------ Source

This is me testing LATEX for my blog. Don’t judge me for this. :)
Question: If A1=cA2 and B1=cB2 prove that (A1→B1)=c(A2→B2).
Or in other words If the cardinality of A1 and B1 are equal to that of A2 and B2 respectively, then the cardinality of the set of functions from A1→B1 is equal to that of the set of functions from A2→B2
(from Notes on Set Theory, Yiannis Moschovakis, Chapter 2, Exercise 2.33)
Proof: Let σ:A1→A2 and ϕ:B1→B2 be two bijections.
And f:A1→B1 be any map. Define g=ϕ⋅f⋅σ−1. We claim that this map T:(f→g) is a bijection.
Is T well defined?#
Verify that T(f):=ϕ⋅f⋅σ−1 is indeed a map from (A2→B2)

------------

Aim of the exercise> Write the next part of the set theory proof, picking up right after its final line. The listing below comes from a separate, unrelated source.

------ Collected data

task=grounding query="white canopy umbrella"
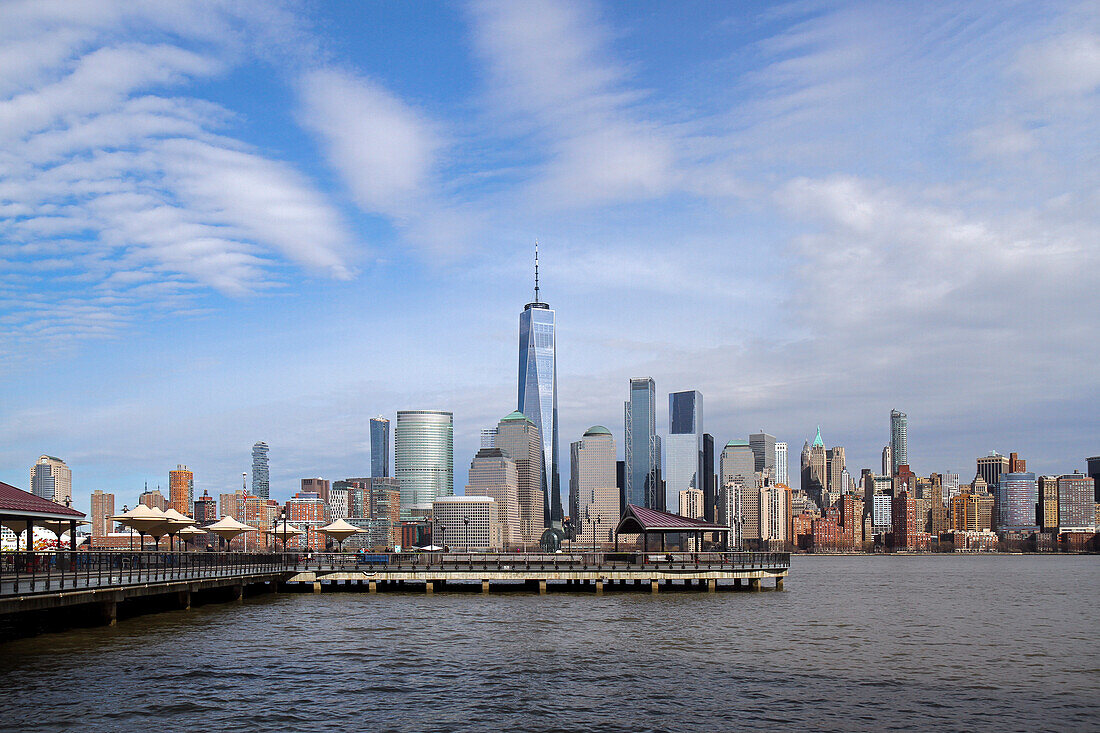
[318,512,366,549]
[202,516,256,543]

------------

Task response>
Is T onto?#
Let g0 be any arbitary map from (A2→B2). Then T(ϕ−1⋅g0⋅σ)=ϕ⋅ϕ−1⋅g0⋅σ⋅σ−1=g0
Is T one-one?#
Let T(f1)=T(f2)
⟹ϕ⋅f1⋅σ−1=ϕ⋅f2⋅σ−1 ⟹ϕ−1ϕ⋅f1⋅σ−1σ = ϕ−1ϕ⋅f2⋅σ−1σ ⟹f1=f2
Note that since ϕ and σ are bijections, their inverses are well defined and function property of equal input gives equal output.
Hence T is a bijection from (A1→B1)→(A2→B2) and therefore (A1→B1)=c(A2→B2)